▸ Tasks to perform
(a) In the Castles & Crusades handbook description, copy word for word the passage from "What you Find" to "even more classes!)".
(b) According to the Castles & Crusades handbook description, which artists bring each class to life?

▸ Extract to read

Castles & Crusades is a fantasy table top role playing game (#ttrpg) that is quick to learn, easy to play, and allows you a wide range of customization. With our simple yet diverse attribute-based rules system, players choose among 13 archetypal character classes and 7 races with which to create their characters. Spells, equipment, fast-paced combat rules, and all essential information needed to play a game of Castles & Crusades are in the Players Handbook.
What you Find In the PHB:
The RPG: In the opening pages, we explain the tools you will need and how to play a game of Castles & Crusades. We explain the basics of the attribute check system, the Siege Engine, and touch on attribute modifiers and attribute checks.
The Classes: In this second section, the PHB delves into the classes. From the Fighter to the Wizard, it presents 13 classes to choose from, as well as various customizable options, such as multi-classing, or class-and-a-half. Each class description includes all the relevant info from skills to weapons they use. Artists Peter Bradley and Zoe DeVos bring each class alive depicting both male and female versions of the class. (Check out the Adventurers Backpack for even more classes!)
The Races: Expand your character with one of seven races. You can choose from seven different races: human, elf, dwarf, halfling, half-elf, gnome, and half-orc. Each unique race includes different mechanics, their strengths and weaknesses, and a wealth of background information that any character or player could make brilliant use of. As with the classes above, our art team depicts both male and female versions!
Completing the Character: Here the Players Handbook delves into names, how to create background and personality, alignment, equipment, and other necessary details to help you bring the character you want to play to the table.
Magic: Magic unleashes a whole new dimension of play at the table top and C&C has plenty of it. Here we explore the four major spellcasters, Cleric, Druid, Wizard, and Illusionist, how they cast spells, and the spells they cast. From the Cleric’s spiritual weapon to the Illusionists’ healing ability, it is all here.
Spell Descriptions: Hundreds of spells put into simple words with all the required information for your table to run smoothly; range, saving throws, casting time, duration, and anything else can be answered in this segment of the Player’s Handbook.
The Castle Keeper & the Game: This section expands upon the Siege Engine and how to play using attribute checks. It is simple, extremely versatile, and allows for immediate resolution of conflict for expanded story development. All of this is covered as well as how to role play, what you need, expectations and a plethora of examples on how to use the attribute check system. (Don’t miss the Castle Keepers Guide for more optional rules and a mountain of material on how to play!)
Combat: Here the book explores the painless to learn combat system. It includes how to begin and run fights, the necessary stats and rolls, surprise, initiative, non-lethal combat, melee and ranged, unarmed, situational modifiers, armor class, maneuvers, hit points, and damage.
Turning Undead: The cleric and paladin both have special abilities when it comes to controlling or destroying the undead. All that is covered here.

▸ Data records
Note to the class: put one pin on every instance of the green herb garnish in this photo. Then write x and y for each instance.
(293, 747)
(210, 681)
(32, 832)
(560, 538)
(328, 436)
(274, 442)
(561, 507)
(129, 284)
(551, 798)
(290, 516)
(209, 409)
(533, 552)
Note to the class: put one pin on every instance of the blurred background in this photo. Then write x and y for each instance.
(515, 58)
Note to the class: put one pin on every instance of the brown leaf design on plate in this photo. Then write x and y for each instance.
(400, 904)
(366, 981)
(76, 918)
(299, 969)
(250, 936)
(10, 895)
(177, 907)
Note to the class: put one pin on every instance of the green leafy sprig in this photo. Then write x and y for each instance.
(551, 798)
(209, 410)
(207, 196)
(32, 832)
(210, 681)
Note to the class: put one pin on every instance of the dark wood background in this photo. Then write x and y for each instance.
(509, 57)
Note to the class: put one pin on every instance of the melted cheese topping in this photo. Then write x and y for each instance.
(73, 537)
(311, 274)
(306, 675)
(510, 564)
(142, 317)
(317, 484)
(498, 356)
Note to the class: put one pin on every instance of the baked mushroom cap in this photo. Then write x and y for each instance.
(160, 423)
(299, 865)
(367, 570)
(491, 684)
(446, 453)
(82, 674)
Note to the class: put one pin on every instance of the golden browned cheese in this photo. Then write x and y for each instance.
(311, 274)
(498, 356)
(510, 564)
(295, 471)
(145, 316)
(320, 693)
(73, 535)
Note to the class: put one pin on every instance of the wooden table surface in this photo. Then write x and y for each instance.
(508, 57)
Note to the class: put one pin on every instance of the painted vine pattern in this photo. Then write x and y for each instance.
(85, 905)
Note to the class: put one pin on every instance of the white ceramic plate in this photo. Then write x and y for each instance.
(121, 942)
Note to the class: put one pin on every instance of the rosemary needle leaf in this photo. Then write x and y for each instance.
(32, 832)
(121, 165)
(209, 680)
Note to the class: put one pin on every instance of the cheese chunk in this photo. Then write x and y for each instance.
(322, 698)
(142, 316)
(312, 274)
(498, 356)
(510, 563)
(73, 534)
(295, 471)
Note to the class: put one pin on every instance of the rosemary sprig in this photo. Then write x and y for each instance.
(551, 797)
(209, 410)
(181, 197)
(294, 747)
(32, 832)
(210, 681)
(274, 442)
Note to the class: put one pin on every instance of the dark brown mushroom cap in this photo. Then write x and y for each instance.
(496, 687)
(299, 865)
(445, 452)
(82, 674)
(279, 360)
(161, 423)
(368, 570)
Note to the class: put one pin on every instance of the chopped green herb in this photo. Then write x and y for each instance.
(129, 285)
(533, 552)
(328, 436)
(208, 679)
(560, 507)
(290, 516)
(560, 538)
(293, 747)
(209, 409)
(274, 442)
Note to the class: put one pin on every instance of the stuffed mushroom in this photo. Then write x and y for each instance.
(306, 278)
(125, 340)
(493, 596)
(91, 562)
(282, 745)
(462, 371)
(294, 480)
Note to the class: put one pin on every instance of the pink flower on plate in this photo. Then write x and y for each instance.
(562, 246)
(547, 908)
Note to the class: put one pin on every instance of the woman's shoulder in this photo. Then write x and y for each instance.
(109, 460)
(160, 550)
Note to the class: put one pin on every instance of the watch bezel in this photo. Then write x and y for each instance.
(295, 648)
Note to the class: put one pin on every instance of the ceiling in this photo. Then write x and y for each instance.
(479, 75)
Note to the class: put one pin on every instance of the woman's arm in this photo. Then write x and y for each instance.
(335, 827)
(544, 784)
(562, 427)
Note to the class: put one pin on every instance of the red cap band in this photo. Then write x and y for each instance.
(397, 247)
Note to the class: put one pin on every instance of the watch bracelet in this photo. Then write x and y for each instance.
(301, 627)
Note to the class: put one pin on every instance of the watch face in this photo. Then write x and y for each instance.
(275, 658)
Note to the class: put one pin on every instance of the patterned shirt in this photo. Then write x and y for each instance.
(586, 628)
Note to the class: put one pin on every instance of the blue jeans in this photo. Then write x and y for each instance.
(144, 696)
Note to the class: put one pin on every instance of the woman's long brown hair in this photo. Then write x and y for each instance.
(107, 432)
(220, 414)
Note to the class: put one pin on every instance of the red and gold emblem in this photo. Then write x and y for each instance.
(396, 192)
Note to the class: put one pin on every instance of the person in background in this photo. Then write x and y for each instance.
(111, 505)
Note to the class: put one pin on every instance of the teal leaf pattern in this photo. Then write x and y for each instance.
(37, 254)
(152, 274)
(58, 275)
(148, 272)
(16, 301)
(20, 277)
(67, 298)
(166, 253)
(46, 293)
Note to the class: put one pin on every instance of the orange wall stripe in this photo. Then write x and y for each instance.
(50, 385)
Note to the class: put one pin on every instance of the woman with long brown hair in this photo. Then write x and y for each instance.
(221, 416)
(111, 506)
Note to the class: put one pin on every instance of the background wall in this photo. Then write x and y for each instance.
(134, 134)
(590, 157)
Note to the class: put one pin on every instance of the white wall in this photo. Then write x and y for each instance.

▸ Answers by task
(a)
What you Find In the PHB:
The RPG: In the opening pages, we explain the tools you will need and how to play a game of Castles & Crusades. We explain the basics of the attribute check system, the Siege Engine, and touch on attribute modifiers and attribute checks.
The Classes: In this second section, the PHB delves into the classes. From the Fighter to the Wizard, it presents 13 classes to choose from, as well as various customizable options, such as multi-classing, or class-and-a-half. Each class description includes all the relevant info from skills to weapons they use. Artists Peter Bradley and Zoe DeVos bring each class alive depicting both male and female versions of the class. (Check out the Adventurers Backpack for even more classes!)

(b) Peter Bradley and Zoe DeVos.